Your goal: Reproduce the whole listing below exactly.

╭─ Dataset entries

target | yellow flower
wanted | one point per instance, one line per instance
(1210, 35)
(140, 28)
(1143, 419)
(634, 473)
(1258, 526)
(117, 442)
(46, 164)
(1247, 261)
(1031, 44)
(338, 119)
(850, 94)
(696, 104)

╰─

Exercise output:
target | yellow flower
wanted | one point per instance, one line per instance
(1210, 35)
(140, 28)
(1143, 419)
(634, 473)
(1258, 526)
(117, 442)
(46, 164)
(1247, 261)
(1031, 44)
(338, 119)
(850, 94)
(696, 104)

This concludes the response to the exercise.